*EXERCISE REQUIREMENTS*
Provide the data again exactly, including every line that follows.

*LISTED ENTRIES*
--------------------

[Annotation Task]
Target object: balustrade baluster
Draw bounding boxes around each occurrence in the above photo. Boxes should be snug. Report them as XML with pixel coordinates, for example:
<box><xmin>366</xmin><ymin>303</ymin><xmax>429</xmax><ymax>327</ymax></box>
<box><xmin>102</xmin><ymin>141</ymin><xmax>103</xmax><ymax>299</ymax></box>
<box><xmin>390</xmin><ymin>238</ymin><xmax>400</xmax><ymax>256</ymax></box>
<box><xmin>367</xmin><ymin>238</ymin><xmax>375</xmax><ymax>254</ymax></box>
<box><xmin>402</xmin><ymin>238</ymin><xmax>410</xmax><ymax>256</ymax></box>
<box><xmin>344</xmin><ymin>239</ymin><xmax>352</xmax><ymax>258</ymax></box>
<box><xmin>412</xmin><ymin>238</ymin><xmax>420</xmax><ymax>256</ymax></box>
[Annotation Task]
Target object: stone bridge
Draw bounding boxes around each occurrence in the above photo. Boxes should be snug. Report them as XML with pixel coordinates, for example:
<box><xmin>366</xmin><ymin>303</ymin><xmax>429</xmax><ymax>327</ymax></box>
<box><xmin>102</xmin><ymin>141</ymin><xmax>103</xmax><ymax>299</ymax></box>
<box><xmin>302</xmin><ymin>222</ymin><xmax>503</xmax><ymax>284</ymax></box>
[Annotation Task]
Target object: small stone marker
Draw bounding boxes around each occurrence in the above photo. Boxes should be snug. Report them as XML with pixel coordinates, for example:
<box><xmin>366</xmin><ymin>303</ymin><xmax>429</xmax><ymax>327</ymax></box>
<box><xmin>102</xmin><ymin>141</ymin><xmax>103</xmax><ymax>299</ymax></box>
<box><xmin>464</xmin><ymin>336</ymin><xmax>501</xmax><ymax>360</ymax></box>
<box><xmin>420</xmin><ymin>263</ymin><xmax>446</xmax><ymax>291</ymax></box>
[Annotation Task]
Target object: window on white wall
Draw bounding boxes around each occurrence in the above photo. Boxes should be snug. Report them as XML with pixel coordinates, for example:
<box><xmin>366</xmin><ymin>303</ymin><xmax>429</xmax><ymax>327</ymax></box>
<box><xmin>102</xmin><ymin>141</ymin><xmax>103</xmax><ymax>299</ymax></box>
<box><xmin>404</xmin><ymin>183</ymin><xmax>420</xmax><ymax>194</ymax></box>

--------------------

*ANSWER BELOW*
[Annotation Task]
Target object: balustrade baluster
Draw bounding boxes around each occurrence in the above photo. Boxes should be snug. Report them as XML with pixel coordinates, for example:
<box><xmin>366</xmin><ymin>303</ymin><xmax>429</xmax><ymax>327</ymax></box>
<box><xmin>102</xmin><ymin>141</ymin><xmax>103</xmax><ymax>299</ymax></box>
<box><xmin>390</xmin><ymin>238</ymin><xmax>400</xmax><ymax>256</ymax></box>
<box><xmin>367</xmin><ymin>238</ymin><xmax>375</xmax><ymax>254</ymax></box>
<box><xmin>402</xmin><ymin>238</ymin><xmax>410</xmax><ymax>256</ymax></box>
<box><xmin>344</xmin><ymin>239</ymin><xmax>352</xmax><ymax>258</ymax></box>
<box><xmin>412</xmin><ymin>238</ymin><xmax>420</xmax><ymax>256</ymax></box>
[Annotation Task]
Target object: stone bridge
Draw bounding boxes around each occurrence in the above photo. Boxes should be snug. Report them as XML with pixel coordinates, for example:
<box><xmin>366</xmin><ymin>303</ymin><xmax>429</xmax><ymax>327</ymax></box>
<box><xmin>102</xmin><ymin>141</ymin><xmax>103</xmax><ymax>299</ymax></box>
<box><xmin>302</xmin><ymin>222</ymin><xmax>503</xmax><ymax>284</ymax></box>
[Annotation Task]
Target object: small stone marker
Draw bounding boxes around each occurrence in the above photo. Boxes should be snug. Report them as XML with pixel coordinates, for example:
<box><xmin>366</xmin><ymin>303</ymin><xmax>429</xmax><ymax>327</ymax></box>
<box><xmin>102</xmin><ymin>141</ymin><xmax>103</xmax><ymax>299</ymax></box>
<box><xmin>464</xmin><ymin>336</ymin><xmax>501</xmax><ymax>360</ymax></box>
<box><xmin>420</xmin><ymin>263</ymin><xmax>446</xmax><ymax>291</ymax></box>
[Annotation Task]
Target object: window on white wall
Draw bounding boxes around each occurrence in the above photo. Boxes should be snug. Report them as XML with pixel coordinates, for example:
<box><xmin>366</xmin><ymin>303</ymin><xmax>429</xmax><ymax>327</ymax></box>
<box><xmin>102</xmin><ymin>141</ymin><xmax>103</xmax><ymax>299</ymax></box>
<box><xmin>404</xmin><ymin>183</ymin><xmax>420</xmax><ymax>194</ymax></box>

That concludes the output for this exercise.